━━━━━ DATA LISTING ━━━━━
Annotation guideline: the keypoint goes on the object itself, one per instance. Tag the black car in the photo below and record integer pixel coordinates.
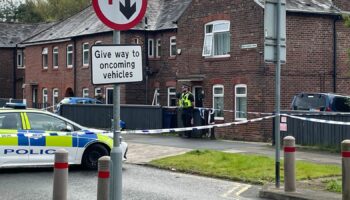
(321, 102)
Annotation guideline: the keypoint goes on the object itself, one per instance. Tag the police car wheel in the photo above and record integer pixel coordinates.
(92, 154)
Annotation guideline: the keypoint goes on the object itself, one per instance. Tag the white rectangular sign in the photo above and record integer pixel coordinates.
(116, 64)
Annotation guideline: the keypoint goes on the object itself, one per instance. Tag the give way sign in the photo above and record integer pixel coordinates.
(120, 14)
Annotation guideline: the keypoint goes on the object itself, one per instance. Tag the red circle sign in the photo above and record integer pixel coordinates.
(120, 14)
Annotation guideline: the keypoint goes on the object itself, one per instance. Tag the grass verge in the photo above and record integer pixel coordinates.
(240, 167)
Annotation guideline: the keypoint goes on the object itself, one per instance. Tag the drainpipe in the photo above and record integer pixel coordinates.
(146, 57)
(336, 18)
(14, 72)
(75, 66)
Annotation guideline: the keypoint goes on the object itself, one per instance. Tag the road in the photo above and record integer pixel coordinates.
(139, 182)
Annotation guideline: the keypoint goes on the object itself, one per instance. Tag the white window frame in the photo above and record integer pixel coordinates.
(170, 94)
(45, 58)
(19, 57)
(45, 97)
(158, 48)
(54, 54)
(209, 38)
(171, 44)
(55, 94)
(85, 51)
(150, 48)
(85, 92)
(69, 53)
(240, 96)
(219, 95)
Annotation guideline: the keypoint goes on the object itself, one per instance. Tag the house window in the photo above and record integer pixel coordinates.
━━━━━
▶ THE TASK:
Starting at the row that contains "Tag the road" and continuing through the last row, write out every line again, requests included. Scale each coordinate in the answers by 0.65 and round it to a whole number, rounding halves up, but leave the wording of the requests unchanged.

▶ WRITTEN SOLUTION:
Annotation guideline: the keypoint goes on the object itself, one per instance. Tag the road in the photo above and record integer pixel coordinates.
(90, 118)
Annotation guideline: the keypoint goes on the object itself, one per instance. Tag the white window frame in the photo above and record integer pixel coordinates.
(111, 61)
(29, 38)
(12, 37)
(29, 63)
(103, 31)
(35, 35)
(136, 25)
(111, 29)
(36, 61)
(55, 33)
(98, 31)
(55, 60)
(45, 34)
(156, 62)
(142, 62)
Annotation guideline: the keypoint goes on the object itself, one per instance. Tag the house window in the photo above and record integer pixel coordinates.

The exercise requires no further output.